— start of Source extract —

How Does Your Garden Grow?

The first picture is of a squash plant grown from a seed given to me at the Square Foot Gardening Class.
The second is a picture of my garden, happily growing! It brings me so much enjoyment. I share my garden with my in-laws and it is so fun.

Many people in our Stake attended the square foot gardening class that was held this past spring. It was so interesting and well presented. One of our first blogs focused on information from his talk and also a web-site to access for more information. Hopefully many of you have decided to grow a garden and become more self-sufficient.

Perhaps you have used the cannery or attended a ward sponsored class at the cannery. If not, we encourage you to do so. Your Relief Society president or your ward food storage specialist will be able to answer questions about the cannery( or find out answers for you). Alkali Creek had a very informative class at the cannery a few weeks ago. It inspired us to get a 72 hour kit, grow a garden and can or freeze the produce properly, and also to use the cannery to get our years supply of food.
Bill and Susan Powell are the Stake people in charge of the cannery, and they have so much useful information. Please make use of all of the people that have the knowledge to help us do what the prophets have been encouraging us to do for quite some time now.

Wednesday, June 24, 2009

Patriotic Spirit

I want to dedicate this post to America and the upcoming 4th of July, the holiday celebrating the freedoms that we enjoy as a country. When I was younger, saying the Pledge of Allegiance and singing The Star Spangled Banner always meant so much to me, but as I have gotten older it means even more because of the understanding of the amazing country that we are blessed to live in. It brings tears to my eyes often, tears of pride, joy and thankfulness. I am incredibly grateful to all who have given or risked their lives to give us the freedoms that we enjoy. I am proud to be an American and hope that all of you celebrate this 4th of July holiday with family and friends and truly be grateful for all we have.

— end of Source extract —
— start of Entries provided —

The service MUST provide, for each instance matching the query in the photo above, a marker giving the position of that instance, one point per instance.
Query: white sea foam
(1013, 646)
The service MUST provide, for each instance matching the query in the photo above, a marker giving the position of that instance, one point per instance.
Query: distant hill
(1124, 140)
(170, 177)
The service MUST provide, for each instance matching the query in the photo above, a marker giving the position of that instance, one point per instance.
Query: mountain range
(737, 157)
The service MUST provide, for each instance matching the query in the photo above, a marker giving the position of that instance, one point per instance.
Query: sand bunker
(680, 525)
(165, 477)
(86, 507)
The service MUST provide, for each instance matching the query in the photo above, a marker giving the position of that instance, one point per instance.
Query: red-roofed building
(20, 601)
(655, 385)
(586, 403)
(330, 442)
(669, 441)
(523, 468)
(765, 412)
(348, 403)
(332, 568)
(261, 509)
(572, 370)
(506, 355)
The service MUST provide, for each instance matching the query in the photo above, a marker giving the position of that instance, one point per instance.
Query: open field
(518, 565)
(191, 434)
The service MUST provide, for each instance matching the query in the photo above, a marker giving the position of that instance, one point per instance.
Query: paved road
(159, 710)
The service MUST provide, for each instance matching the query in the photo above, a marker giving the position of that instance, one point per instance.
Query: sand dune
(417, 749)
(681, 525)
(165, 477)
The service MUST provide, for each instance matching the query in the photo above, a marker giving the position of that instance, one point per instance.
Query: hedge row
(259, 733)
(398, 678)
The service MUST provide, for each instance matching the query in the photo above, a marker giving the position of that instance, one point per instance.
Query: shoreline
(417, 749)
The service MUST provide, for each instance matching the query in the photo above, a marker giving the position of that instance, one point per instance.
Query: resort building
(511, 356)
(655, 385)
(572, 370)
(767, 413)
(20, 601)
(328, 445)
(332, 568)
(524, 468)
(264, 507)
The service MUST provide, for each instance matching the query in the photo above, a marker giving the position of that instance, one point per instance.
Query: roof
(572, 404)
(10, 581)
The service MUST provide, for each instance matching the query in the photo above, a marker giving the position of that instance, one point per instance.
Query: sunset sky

— end of Entries provided —

## Exercise aim
Can you write the next part of the blog excerpt, picking up right after its final sentence? The listing has no connection to the blog excerpt.

## Solved problem
Monday, June 15, 2009

"Baby Steps" to Preparedness

I just found this web-site and am so very impressed with the information contained on it. If you click the image (Food Storage Made Easy) directly to the right, it will take you to the web-site.
There are so many helpful tools, I think you will be as happy as I was to find it. It takes you through "baby steps" if you choose, or if you need more advanced help and information, it is available here.......from shelving to water storage to 72 hour kits. They will send an automatic email to you of what you should be doing for the next two weeks to get prepared.
One segment that I thought would be interesting and could be quite an "eye-opener", was their plan to challenge you to live on and live without random conveniences for a week. The challenge changes daily(I believe), so one day you might be without electricity---you can then assess how you need to change your plan and storage so that it will be less of a hardship.
Please at least check out this information for anything that might be helpful to you, or to someone that you know.

Spud Nuts

This recipe was submitted by Diane Jones of the Alkali Creek Ward.
It would be great for a large family/ward gathering. Thanks, Diane!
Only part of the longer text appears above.